=== SELECTED EXCERPT ===
Alex’s story began with a few puzzling symptoms that weren’t cause for much alarm. “In the middle of winter, he was just unwell for a bit of time,” says his mom, Lindsey. Then things started to get more serious. “He had had a few bloody noses. But what brought us to the emergency room was a bloody nose that didn’t stop.”
Further testing led to Alex’s diagnosis of acute lymphoblastic leukemia (ALL). He was only two years old.
“To find out he had cancer was so scary,” Lindsey says. She and Jeff, Alex’s dad, had no idea the long road ahead. After enduring chemotherapy treatments for more than three years, Alex was healthy and strong again. Life was finally getting back to normal.
But just as Alex was finishing second grade, his parents noticed an enlarged lymph node on the side of his neck. Alex’s pediatrician diagnosed him with strep throat, and given Alex’s history with leukemia, ran his complete blood counts. The test results came back irregular, so the doctor recommended that Alex be re-tested.
=== EXTRACTED MATERIAL ===
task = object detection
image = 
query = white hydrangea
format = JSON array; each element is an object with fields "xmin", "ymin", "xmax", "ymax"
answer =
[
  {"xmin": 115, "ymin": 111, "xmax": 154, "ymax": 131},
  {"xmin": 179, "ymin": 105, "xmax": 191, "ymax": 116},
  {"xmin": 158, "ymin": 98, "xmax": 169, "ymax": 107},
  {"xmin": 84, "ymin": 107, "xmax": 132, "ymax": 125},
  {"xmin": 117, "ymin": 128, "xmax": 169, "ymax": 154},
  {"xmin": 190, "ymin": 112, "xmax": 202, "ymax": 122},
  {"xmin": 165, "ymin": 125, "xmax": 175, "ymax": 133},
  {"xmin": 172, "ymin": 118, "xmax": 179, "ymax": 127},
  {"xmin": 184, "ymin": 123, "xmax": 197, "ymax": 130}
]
===
## [TASK INSTRUCTIONS]
1 > Please summarize the story of Alex's leukemia in two sentences.
2 > Carry the story of Alex's leukemia forward from its last sentence.

## [ANSWERS TO THIS EXERCISE]
1 > At two years old, Alex was diagnosed with acute lymphoblastic leukemia after a nosebleed that would not stop brought him to the emergency room, and after more than three years of chemotherapy he was healthy and strong again. As he was finishing second grade, his parents noticed an enlarged lymph node on his neck; his pediatrician diagnosed strep throat but, given his history, ran his blood counts, and the irregular results led the doctor to recommend that he be re-tested.

2 >
A few weeks later, and the start of summer vacation, the follow-up blood test still showed irregularities, so Lindsey and Jeff made an appointment with Alex’s oncologist at Children’s Hospital Minnesota. Once there, more testing revealed irregular cell blasts in Alex’s blood that weren’t consistent with his original ALL, so Alex was referred for a bone marrow biopsy.
The biopsy results came back. And six years after his original ALL diagnosis, Alex was diagnosed with secondary acute myeloid leukemia.
“Hearing he had cancer for a second time was just completely devastating,” Lindsey shares. “We had gone down such a long road—it just shattered our vision of what life was going to be like.” Thinking back about how he felt about his second diagnosis, Alex says, “I was sad because I got lucky the first time.”
Although they were shocked and devastated their son would have to fight another tough battle, Jeff and Lindsey knew if anyone could do it, Alex could. They were so grateful for all of the love, prayers and support from their family, friends and community. Once again, Alex began treatment. This time, in addition to chemotherapy, his treatment would include a blood stem cell transplant.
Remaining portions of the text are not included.